## Excerto a ler

* * * *

MR. TURNER de Mike Leigh | 23 JULHO |Q - Espaço Cultural | 21h30


MR. TURNER
Mike Leigh, Reino Unido, 2014, 150’, M/12


FICHA TÉCNICA
Título original: Mr. Turner
Realização e Argumento: Mike Leigh
Montagem: Jon Gregory
Fotografia: Dick Pope
Música: Gary Yershon
Interpretação: Timothy Spall, Paul Jesson, Dorothy Atkinson, Karl Johnson, Marion Bailey, Paul Jesson, Ruth Sheen, Sandy Foster
Origem: Reino Unido
Ano: 2014
Duração: 150’






CRÍTICA

Uma interpretação extraordinária de Timothy Spall transporta um filme inteligente sobre as contradições entre o artista e a sua arte.

* * * *

## Itens
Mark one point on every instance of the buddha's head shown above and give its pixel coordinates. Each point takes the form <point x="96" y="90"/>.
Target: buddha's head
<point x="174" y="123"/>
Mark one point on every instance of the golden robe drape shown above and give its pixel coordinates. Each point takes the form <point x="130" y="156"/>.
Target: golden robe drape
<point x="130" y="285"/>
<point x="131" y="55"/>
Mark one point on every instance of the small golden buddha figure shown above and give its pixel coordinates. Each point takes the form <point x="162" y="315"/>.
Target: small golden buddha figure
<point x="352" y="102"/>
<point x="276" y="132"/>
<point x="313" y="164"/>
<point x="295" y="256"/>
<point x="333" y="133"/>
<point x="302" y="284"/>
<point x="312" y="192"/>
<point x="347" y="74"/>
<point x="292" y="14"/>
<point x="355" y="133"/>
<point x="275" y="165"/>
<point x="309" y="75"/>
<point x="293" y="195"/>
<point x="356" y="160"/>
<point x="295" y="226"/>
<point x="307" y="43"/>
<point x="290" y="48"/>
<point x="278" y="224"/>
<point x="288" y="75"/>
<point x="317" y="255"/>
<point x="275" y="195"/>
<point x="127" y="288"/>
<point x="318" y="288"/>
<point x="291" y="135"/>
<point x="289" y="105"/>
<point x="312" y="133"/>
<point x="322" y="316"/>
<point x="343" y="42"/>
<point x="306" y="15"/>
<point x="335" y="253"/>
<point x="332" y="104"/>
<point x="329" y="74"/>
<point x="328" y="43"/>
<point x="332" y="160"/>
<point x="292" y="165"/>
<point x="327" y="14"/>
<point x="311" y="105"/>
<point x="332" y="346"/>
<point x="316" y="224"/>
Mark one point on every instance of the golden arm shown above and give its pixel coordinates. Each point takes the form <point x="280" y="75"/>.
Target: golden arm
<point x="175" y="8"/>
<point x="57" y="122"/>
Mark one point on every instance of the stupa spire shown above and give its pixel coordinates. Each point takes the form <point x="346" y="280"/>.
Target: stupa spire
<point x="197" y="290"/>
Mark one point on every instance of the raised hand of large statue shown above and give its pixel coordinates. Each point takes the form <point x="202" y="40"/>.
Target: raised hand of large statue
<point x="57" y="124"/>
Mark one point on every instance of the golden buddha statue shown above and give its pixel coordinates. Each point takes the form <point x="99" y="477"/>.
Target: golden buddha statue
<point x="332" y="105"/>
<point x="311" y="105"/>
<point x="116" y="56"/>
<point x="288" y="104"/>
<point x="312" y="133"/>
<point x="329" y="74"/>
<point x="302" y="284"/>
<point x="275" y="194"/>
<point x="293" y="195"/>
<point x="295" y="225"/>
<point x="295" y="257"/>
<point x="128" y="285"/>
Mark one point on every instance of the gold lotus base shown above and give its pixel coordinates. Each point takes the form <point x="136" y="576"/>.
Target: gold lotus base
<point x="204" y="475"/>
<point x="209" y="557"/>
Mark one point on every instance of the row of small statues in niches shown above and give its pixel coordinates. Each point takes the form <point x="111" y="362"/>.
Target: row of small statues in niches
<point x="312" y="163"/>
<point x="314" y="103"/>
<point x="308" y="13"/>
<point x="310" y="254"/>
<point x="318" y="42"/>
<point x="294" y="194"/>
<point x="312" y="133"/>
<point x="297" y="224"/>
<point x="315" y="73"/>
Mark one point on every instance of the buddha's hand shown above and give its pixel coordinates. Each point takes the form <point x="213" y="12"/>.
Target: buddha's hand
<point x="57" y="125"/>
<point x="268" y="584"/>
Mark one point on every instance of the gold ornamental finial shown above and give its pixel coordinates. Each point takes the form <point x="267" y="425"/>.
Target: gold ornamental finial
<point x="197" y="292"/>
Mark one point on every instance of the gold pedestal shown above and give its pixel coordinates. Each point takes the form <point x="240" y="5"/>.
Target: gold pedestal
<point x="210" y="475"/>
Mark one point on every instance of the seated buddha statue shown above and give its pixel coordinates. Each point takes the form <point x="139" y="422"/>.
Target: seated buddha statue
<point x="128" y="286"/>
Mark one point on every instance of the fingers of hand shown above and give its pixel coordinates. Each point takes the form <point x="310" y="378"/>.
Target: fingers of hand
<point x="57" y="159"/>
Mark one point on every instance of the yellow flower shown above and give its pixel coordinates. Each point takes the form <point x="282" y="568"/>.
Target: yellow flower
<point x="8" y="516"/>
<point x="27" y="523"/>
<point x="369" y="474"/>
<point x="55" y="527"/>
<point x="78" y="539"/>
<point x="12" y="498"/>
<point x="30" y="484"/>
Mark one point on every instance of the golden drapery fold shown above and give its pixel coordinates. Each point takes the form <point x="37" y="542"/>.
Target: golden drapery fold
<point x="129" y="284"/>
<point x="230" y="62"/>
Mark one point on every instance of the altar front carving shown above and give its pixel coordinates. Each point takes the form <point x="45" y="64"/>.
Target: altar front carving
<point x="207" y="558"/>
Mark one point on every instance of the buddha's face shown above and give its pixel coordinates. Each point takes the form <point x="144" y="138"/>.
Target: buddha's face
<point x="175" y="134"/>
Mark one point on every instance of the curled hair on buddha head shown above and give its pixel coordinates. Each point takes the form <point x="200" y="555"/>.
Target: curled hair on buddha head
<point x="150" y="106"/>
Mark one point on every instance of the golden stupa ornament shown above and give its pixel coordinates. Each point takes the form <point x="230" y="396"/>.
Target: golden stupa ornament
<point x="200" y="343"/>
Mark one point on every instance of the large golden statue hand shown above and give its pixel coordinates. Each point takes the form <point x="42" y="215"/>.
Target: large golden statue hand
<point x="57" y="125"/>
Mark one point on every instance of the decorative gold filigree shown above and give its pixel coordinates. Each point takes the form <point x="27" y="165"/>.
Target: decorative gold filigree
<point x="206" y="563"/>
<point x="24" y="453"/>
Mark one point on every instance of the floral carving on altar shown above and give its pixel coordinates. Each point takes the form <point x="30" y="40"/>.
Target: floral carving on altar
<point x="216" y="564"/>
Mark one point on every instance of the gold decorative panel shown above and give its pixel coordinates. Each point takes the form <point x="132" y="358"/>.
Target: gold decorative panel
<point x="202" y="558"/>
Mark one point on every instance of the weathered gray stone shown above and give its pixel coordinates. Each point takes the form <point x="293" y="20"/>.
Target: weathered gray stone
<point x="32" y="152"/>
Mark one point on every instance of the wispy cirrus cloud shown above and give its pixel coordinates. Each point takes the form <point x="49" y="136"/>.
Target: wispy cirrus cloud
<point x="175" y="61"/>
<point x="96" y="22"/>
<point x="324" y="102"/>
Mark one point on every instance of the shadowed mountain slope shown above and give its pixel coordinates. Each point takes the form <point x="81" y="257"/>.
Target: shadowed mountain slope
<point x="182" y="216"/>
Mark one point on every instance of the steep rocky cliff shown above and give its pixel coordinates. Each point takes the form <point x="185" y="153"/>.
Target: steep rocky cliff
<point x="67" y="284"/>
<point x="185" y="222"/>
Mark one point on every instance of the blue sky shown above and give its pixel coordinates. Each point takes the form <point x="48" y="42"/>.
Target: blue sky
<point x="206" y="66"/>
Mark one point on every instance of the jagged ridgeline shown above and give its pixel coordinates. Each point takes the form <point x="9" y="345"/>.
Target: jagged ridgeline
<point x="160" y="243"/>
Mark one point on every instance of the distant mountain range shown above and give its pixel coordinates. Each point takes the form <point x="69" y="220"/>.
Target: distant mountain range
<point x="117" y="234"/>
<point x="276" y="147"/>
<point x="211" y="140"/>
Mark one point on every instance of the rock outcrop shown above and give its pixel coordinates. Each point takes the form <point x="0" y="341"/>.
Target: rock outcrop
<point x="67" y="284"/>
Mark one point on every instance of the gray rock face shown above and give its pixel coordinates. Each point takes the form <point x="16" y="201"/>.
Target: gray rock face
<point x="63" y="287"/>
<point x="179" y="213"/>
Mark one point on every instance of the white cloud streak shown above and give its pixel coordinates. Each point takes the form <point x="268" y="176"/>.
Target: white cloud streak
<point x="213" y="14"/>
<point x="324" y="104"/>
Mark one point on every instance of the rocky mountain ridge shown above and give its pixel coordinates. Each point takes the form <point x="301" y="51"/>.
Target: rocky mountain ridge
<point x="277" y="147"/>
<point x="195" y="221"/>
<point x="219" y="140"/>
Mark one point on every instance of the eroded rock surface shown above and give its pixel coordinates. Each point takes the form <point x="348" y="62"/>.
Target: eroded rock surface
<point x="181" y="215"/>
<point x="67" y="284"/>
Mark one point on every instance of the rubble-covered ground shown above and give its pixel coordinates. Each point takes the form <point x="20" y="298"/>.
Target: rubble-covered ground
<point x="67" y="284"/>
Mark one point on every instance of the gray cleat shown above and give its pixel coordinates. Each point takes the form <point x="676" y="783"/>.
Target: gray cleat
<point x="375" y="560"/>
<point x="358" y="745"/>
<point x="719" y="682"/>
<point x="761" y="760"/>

* * * *

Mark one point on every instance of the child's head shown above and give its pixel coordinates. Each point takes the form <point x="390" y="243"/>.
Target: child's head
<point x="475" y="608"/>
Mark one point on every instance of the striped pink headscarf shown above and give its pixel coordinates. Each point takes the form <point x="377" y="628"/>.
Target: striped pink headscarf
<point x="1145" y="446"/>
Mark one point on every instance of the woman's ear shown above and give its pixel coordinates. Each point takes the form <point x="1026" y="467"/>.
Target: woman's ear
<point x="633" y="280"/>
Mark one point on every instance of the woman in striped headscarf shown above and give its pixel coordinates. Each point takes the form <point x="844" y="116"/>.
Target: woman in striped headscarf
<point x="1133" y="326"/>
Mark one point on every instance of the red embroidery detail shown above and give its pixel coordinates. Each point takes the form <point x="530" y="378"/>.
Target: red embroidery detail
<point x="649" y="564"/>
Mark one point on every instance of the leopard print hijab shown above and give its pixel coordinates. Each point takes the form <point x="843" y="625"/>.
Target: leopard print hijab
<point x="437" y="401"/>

* * * *

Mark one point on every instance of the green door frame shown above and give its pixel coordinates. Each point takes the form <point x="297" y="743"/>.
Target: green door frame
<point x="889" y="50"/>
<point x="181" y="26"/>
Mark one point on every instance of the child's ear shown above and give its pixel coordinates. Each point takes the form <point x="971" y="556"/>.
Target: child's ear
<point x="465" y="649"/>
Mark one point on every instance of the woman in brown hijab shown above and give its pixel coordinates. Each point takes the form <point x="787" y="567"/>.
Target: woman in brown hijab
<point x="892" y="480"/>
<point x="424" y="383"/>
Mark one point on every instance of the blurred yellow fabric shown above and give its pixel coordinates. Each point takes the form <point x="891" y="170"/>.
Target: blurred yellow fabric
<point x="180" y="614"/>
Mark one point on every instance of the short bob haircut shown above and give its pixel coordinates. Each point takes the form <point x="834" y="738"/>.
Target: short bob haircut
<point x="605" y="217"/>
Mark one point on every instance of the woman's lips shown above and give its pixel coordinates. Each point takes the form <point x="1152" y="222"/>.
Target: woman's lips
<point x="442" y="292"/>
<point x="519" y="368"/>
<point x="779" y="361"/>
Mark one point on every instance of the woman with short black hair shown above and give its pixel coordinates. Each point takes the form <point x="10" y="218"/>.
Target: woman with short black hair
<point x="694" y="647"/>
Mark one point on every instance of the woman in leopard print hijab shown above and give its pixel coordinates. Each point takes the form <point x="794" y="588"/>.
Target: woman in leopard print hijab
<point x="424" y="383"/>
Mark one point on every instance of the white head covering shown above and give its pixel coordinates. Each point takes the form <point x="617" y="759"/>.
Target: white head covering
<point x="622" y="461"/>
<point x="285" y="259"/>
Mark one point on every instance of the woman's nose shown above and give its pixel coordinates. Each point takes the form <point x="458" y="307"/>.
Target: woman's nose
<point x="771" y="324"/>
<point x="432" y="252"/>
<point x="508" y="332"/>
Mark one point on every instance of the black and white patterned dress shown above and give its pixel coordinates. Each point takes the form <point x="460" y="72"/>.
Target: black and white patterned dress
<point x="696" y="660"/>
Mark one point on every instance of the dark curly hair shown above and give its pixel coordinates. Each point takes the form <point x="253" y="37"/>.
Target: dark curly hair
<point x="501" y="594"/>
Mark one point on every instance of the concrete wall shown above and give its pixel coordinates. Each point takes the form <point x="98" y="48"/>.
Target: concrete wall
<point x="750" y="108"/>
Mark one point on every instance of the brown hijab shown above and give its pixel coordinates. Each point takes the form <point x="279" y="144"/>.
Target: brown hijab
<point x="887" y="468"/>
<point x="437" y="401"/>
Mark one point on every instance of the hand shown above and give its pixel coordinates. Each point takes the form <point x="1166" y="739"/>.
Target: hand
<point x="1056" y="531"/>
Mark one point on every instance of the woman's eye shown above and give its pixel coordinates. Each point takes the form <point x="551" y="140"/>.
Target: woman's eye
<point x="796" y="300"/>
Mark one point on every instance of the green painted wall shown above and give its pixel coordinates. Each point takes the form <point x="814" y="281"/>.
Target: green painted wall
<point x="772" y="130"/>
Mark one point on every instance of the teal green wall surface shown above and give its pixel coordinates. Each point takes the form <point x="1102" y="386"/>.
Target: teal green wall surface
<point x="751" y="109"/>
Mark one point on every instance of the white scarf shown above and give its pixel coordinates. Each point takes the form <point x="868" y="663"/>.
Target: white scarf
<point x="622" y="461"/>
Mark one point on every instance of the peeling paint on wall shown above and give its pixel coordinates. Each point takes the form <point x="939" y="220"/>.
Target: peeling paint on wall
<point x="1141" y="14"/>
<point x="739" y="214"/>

* * * *

## O que fazer
Diga se cada afirmação concorda com o excerto sobre o filme Mr. Turner, respondendo sim ou não e citando as palavras do excerto que o decidem: 1. A montagem do filme é de Dick Pope. 2. Mike Leigh assina a realização e o argumento. 3. A sessão decorre no Q - Espaço Cultural às 21h30.

## Resultado correto
1. Não: «Montagem: Jon Gregory».
2. Sim: «Realização e Argumento: Mike Leigh».
3. Sim: «Q - Espaço Cultural | 21h30».